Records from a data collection
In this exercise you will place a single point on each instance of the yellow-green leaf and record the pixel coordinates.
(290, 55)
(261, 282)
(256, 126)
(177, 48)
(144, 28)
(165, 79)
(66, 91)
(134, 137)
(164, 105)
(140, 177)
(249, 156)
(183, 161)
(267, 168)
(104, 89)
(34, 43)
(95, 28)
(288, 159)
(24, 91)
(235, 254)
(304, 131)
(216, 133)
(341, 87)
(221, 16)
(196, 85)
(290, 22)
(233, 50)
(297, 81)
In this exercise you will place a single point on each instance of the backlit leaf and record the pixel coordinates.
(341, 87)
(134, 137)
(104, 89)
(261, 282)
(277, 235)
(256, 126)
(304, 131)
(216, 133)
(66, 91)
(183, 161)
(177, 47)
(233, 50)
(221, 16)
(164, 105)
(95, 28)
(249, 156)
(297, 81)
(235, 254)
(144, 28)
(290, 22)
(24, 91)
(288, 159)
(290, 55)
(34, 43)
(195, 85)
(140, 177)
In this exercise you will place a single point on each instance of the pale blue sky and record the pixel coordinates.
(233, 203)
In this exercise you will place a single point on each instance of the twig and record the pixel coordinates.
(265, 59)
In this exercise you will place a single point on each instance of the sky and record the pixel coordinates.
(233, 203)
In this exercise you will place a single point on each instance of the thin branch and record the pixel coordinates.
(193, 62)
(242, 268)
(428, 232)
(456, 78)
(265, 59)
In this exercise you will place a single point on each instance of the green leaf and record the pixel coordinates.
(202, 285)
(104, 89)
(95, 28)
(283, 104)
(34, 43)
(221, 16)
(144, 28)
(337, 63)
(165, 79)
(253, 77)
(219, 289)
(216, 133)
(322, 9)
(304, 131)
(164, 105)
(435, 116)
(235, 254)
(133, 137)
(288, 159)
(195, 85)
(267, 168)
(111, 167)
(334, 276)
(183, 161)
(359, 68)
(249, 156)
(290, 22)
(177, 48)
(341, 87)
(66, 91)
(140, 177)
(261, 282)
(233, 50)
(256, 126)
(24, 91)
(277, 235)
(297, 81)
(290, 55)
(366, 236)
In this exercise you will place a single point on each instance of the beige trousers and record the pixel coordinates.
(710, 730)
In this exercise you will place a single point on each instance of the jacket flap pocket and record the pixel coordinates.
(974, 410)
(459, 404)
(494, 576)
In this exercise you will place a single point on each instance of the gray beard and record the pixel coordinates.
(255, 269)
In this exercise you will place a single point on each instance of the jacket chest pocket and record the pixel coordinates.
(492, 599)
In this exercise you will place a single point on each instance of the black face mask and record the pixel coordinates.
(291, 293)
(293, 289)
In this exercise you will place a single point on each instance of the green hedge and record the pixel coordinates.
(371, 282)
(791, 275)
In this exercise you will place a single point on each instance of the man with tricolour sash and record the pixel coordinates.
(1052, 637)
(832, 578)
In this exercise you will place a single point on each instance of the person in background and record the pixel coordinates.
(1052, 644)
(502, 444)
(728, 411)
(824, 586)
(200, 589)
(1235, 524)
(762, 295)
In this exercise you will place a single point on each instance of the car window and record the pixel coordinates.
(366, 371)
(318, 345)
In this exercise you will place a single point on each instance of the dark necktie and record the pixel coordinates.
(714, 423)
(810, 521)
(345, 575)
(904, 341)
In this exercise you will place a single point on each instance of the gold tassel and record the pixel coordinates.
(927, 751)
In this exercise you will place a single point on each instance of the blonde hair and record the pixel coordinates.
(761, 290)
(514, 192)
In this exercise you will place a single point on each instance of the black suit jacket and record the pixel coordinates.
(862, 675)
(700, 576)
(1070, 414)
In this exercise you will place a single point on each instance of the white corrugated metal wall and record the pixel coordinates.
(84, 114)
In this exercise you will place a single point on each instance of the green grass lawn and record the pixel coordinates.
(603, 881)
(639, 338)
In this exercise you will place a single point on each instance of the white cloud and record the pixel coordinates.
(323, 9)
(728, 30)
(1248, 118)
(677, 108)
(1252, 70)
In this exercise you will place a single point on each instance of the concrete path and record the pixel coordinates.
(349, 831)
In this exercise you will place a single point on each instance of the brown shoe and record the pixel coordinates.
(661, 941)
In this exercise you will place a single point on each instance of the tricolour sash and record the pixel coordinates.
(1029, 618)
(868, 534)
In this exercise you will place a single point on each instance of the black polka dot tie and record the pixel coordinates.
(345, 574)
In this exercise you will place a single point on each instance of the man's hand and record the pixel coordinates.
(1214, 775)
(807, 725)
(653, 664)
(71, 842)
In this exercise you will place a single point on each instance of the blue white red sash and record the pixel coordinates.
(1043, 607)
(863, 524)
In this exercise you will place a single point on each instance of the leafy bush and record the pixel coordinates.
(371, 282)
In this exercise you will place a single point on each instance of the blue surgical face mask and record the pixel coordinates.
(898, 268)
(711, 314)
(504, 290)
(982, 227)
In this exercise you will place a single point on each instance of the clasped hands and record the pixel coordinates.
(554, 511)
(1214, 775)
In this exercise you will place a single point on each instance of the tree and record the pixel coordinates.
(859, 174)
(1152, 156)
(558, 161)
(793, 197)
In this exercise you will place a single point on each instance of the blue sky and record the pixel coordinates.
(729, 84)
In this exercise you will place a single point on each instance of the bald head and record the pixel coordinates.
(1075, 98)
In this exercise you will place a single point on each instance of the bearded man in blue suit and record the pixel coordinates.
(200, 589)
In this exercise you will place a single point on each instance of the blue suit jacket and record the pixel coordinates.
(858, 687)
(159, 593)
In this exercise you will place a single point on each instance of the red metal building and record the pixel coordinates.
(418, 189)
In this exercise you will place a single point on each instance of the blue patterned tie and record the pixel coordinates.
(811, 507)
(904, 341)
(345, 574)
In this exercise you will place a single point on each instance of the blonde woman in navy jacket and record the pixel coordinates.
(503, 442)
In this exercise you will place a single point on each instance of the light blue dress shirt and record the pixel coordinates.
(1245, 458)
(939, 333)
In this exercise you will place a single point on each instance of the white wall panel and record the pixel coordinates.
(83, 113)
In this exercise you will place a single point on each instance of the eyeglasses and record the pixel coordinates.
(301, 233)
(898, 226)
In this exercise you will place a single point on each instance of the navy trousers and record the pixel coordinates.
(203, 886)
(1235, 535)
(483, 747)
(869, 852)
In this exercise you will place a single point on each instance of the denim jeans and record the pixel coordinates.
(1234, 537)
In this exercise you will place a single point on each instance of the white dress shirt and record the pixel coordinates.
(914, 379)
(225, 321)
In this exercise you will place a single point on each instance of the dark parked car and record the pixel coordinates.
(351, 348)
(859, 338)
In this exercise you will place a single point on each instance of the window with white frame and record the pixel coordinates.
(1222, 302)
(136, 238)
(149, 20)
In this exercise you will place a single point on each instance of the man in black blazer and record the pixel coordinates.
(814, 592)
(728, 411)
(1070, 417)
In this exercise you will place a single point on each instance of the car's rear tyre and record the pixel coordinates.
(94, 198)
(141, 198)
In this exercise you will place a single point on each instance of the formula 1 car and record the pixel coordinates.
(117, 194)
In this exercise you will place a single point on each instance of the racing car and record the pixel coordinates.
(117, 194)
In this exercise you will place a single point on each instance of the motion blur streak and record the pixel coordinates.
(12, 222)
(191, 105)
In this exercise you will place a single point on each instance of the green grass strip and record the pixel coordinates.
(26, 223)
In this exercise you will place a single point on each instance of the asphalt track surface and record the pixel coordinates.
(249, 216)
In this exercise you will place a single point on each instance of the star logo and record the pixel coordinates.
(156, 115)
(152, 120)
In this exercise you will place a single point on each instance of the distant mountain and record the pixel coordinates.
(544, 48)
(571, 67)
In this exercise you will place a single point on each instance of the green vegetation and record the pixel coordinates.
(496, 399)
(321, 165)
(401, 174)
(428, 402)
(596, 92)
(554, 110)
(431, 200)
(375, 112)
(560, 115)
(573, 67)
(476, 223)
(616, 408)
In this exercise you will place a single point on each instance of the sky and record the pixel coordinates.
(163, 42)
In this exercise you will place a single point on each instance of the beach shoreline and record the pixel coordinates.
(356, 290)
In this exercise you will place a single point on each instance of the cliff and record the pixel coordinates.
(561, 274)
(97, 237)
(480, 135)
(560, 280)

# Given instruction
Please echo the records above without changes, from the line containing "cliff and record the pixel coordinates." through the end of the records.

# Written response
In this exercise you will place a single point on each instance of the cliff and record the pixel coordinates.
(561, 274)
(97, 237)
(480, 135)
(560, 280)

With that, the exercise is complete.